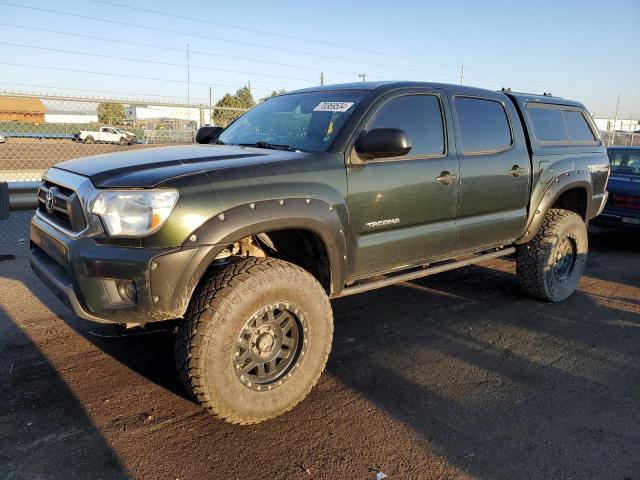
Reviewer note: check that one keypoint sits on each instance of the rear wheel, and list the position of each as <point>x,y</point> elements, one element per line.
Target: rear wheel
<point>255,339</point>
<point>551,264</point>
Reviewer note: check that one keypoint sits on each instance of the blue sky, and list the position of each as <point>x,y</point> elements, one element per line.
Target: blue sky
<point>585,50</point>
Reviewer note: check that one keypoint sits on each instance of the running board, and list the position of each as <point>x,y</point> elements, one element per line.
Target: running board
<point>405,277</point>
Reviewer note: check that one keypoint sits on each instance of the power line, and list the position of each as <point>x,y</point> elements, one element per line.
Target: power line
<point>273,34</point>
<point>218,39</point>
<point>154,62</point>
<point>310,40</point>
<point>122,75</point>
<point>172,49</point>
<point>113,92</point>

......

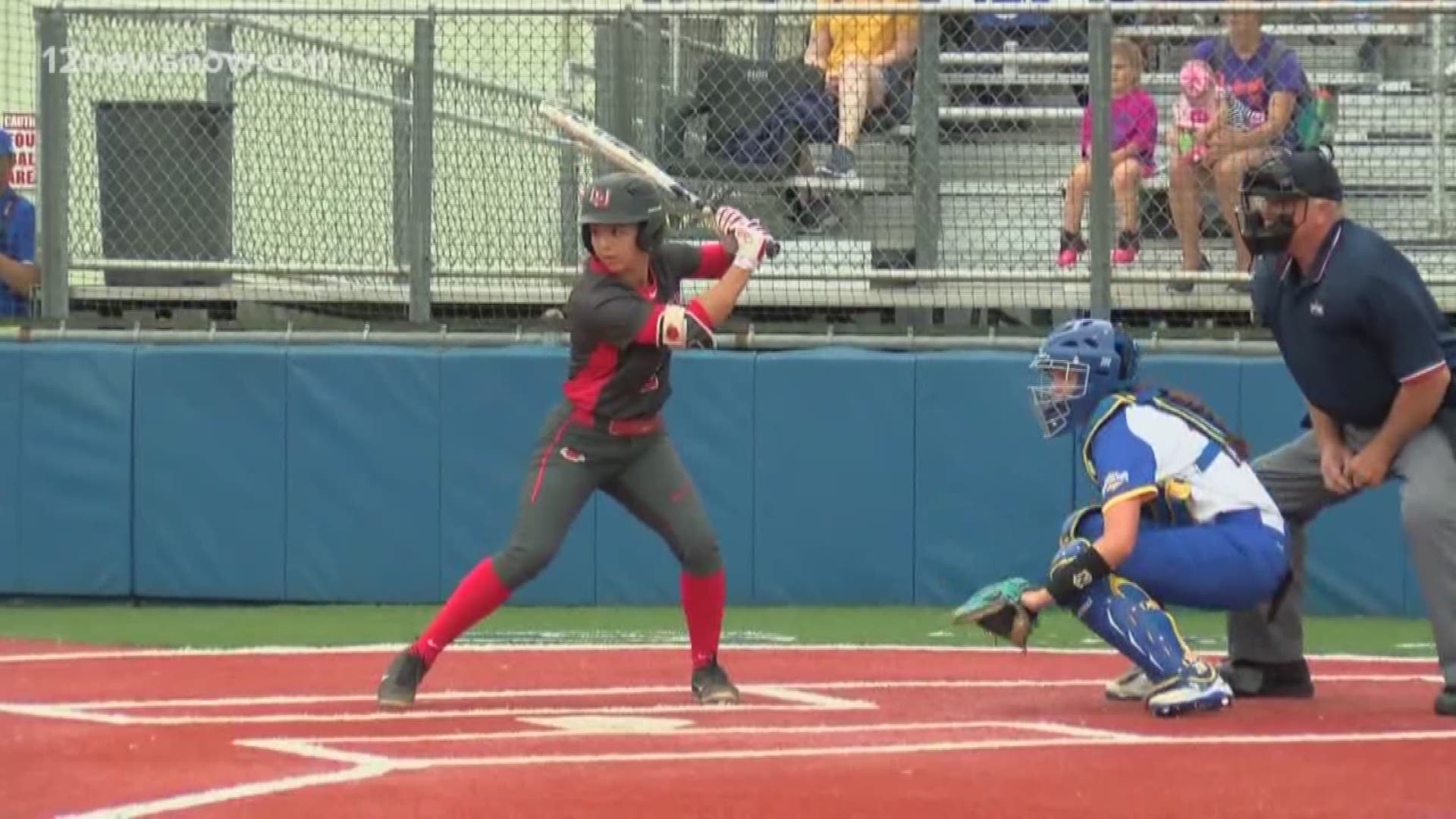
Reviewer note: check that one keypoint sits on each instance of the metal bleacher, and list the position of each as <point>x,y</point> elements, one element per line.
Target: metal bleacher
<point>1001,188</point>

......

**TASK:** Using the records above, count every line that includes the word "keypoint", and state the number only.

**EXPECTED OUTPUT:** 5